The tasks -
(a) Translate this sentence from the article on solar manufacturing in India into Spanish: "India imports nearly all of its oil needs, which is one of the biggest drains on the country’s foreign exchange reserves."
(b) Rewrite the part of the article on solar manufacturing in India between "Sumant Sinha, chairman" and "foreign exchange reserves.", inclusive, substituting "Vietnam" for "China".

Provided text -
================================

Domestic manufacturing of solar equipment in India will need the support of a back-end supply chain that needs to be quickly established.
The plans for establishing domestic manufacturing of solar equipment in India will need the support of a back-end supply chain that will need to be quickly established, industry executives said.
Sumant Sinha, chairman and managing director of Renew Power, said the government’s plans to install 300 GW of solar capacity generation by 2030 will need installations of 400,000 Megawatts of solar modules, which means nearly eight times the current capacity.
“So far we have been importing solar modules from China… I would say 80-90 percent of our (India’s) solar installations have solar modules imported from China,” Sinha said. “I would say that is something the government is appropriately trying to stop now by developing a local ecosystem of manufacturing,” he said.
“There is no need to have an externalised system as then we will be changing our reliance on countries for imports of oil to solar modules,” he said. India imports nearly all of its oil needs, which is one of the biggest drains on the country’s foreign exchange reserves.
But what the plan to establish a solar manufacturing system in the country will mean is that a research and development system will also need to be established, he added. “You can’t buy technology off the shelf in our industry and expect it to be viable for 10-15 years,” he added.

================================

Record set -
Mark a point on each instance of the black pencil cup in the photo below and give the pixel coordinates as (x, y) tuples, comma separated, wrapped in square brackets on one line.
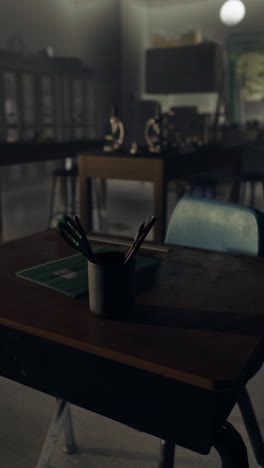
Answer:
[(111, 285)]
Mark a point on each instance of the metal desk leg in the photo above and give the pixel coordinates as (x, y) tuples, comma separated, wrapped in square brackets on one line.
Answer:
[(252, 426), (60, 420), (166, 455), (231, 448), (1, 215)]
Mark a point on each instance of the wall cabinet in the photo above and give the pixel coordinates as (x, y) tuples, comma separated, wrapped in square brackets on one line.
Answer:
[(45, 98)]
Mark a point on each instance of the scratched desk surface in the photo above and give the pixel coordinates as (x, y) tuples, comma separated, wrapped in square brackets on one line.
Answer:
[(202, 324)]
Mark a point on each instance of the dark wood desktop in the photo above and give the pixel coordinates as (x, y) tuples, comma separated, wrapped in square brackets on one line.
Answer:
[(175, 369), (151, 167)]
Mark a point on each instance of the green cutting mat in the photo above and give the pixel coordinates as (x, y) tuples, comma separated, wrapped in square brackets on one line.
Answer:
[(69, 275)]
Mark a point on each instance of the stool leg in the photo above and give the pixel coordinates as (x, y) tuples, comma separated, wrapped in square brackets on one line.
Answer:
[(252, 427), (69, 440), (231, 448), (166, 456), (73, 194), (52, 435), (243, 193), (52, 200), (252, 194)]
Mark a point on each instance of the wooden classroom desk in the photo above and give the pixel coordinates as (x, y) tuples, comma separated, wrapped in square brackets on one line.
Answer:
[(175, 369), (27, 152), (156, 168)]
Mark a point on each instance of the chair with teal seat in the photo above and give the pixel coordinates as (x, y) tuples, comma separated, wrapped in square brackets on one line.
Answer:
[(224, 227)]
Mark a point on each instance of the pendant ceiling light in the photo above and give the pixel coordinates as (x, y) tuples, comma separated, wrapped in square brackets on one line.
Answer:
[(232, 12)]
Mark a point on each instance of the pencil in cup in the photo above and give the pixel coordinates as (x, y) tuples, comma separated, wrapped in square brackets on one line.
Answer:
[(141, 238)]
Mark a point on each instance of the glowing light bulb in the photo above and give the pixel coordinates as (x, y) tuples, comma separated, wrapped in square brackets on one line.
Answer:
[(232, 12)]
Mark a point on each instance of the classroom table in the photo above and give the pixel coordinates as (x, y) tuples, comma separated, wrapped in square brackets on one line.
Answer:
[(152, 167), (174, 369)]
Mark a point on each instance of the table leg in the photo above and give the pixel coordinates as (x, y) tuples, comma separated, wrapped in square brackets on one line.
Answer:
[(231, 448), (1, 215), (85, 196), (103, 193), (160, 201), (60, 419), (252, 426), (166, 455)]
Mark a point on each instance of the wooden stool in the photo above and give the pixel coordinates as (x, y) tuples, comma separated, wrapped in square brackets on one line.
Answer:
[(64, 176)]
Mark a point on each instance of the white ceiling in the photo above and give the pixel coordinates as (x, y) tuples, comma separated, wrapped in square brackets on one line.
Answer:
[(152, 3)]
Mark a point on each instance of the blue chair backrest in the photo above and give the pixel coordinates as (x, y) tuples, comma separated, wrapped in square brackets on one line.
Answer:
[(214, 225)]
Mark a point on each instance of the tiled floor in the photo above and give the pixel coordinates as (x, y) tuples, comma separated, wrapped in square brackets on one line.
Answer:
[(25, 413)]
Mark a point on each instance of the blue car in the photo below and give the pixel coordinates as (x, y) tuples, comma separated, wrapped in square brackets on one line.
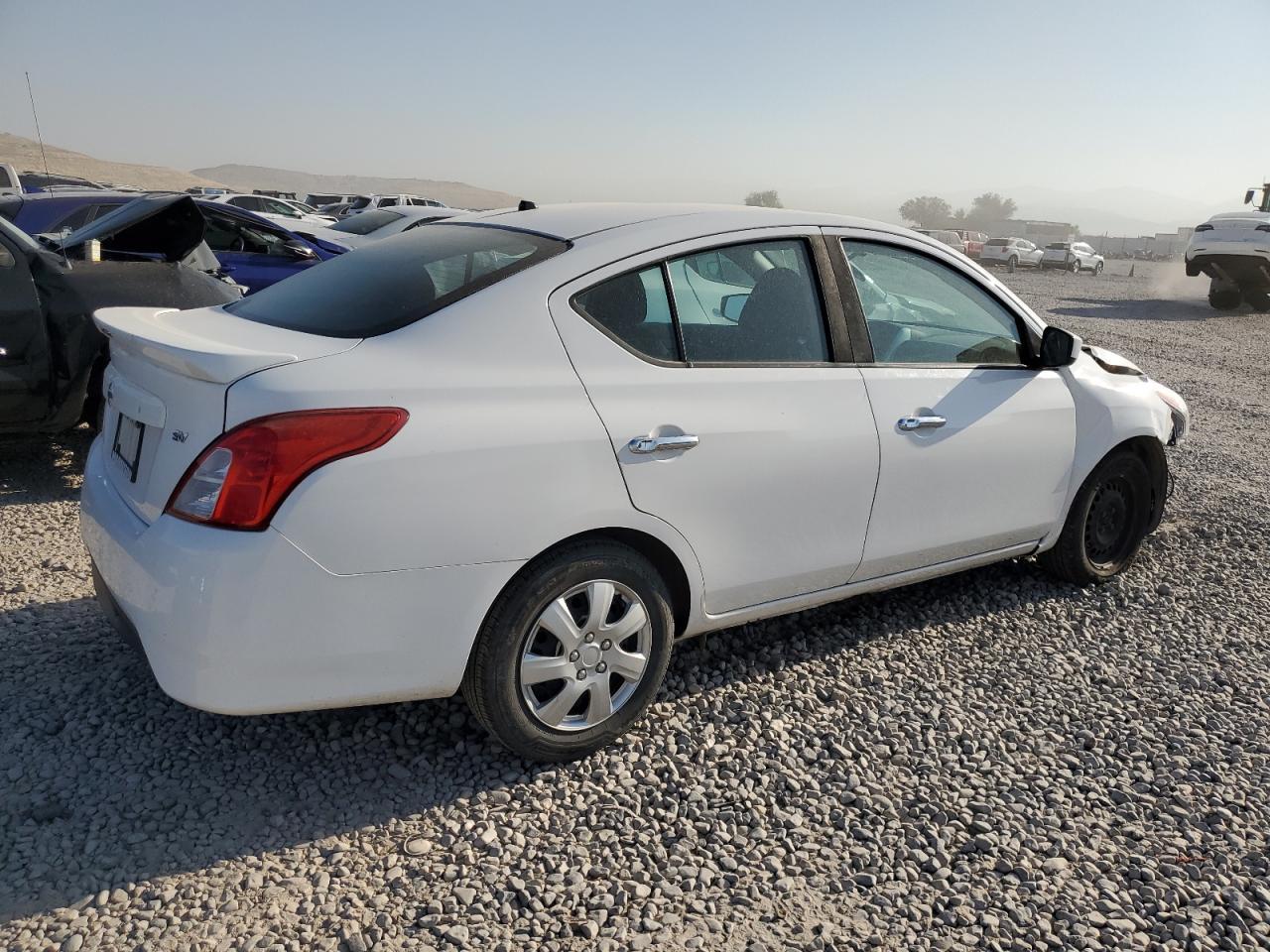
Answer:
[(254, 252)]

================================

The answers -
(a) India importa casi la totalidad de sus necesidades de petróleo, lo cual constituye una de las mayores sangrías para las reservas de divisas del país.

(b)
Sumant Sinha, chairman and managing director of Renew Power, said the government’s plans to install 300 GW of solar capacity generation by 2030 will need installations of 400,000 Megawatts of solar modules, which means nearly eight times the current capacity.
“So far we have been importing solar modules from Vietnam… I would say 80-90 percent of our (India’s) solar installations have solar modules imported from Vietnam,” Sinha said. “I would say that is something the government is appropriately trying to stop now by developing a local ecosystem of manufacturing,” he said.
“There is no need to have an externalised system as then we will be changing our reliance on countries for imports of oil to solar modules,” he said. India imports nearly all of its oil needs, which is one of the biggest drains on the country’s foreign exchange reserves.